Exercise -
Update the lines below by changing each "Input image" to "Source image" and leaving everything else untouched.

━━━

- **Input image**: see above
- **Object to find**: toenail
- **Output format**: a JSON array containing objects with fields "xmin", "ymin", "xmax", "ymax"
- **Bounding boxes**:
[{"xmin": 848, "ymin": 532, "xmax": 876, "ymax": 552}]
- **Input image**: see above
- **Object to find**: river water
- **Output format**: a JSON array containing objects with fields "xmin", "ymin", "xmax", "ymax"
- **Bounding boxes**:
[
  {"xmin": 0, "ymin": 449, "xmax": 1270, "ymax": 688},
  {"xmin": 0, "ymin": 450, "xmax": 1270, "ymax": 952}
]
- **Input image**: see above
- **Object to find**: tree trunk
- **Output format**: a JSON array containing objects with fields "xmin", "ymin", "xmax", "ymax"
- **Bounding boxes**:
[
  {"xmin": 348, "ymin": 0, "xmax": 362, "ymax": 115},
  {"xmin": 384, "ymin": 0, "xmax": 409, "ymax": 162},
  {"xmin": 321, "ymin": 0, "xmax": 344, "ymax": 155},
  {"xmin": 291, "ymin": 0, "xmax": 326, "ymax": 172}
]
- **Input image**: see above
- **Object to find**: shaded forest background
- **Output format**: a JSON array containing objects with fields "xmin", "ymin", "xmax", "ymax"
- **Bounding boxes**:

━━━

Solved exercise -
- **Source image**: see above
- **Object to find**: toenail
- **Output format**: a JSON array containing objects with fields "xmin", "ymin", "xmax", "ymax"
- **Bounding boxes**:
[{"xmin": 848, "ymin": 532, "xmax": 876, "ymax": 552}]
- **Source image**: see above
- **Object to find**: river water
- **Output format**: a JSON array containing objects with fields "xmin", "ymin", "xmax", "ymax"
- **Bounding boxes**:
[
  {"xmin": 0, "ymin": 449, "xmax": 1270, "ymax": 688},
  {"xmin": 0, "ymin": 450, "xmax": 1270, "ymax": 952}
]
- **Source image**: see above
- **Object to find**: tree trunk
- **Output format**: a JSON array containing objects with fields "xmin", "ymin", "xmax", "ymax"
- **Bounding boxes**:
[
  {"xmin": 348, "ymin": 0, "xmax": 362, "ymax": 115},
  {"xmin": 384, "ymin": 0, "xmax": 409, "ymax": 162},
  {"xmin": 321, "ymin": 0, "xmax": 344, "ymax": 155},
  {"xmin": 291, "ymin": 0, "xmax": 326, "ymax": 172}
]
- **Source image**: see above
- **Object to find**: shaded forest background
- **Output format**: a JSON array containing objects with fields "xmin", "ymin", "xmax", "ymax"
- **Bounding boxes**:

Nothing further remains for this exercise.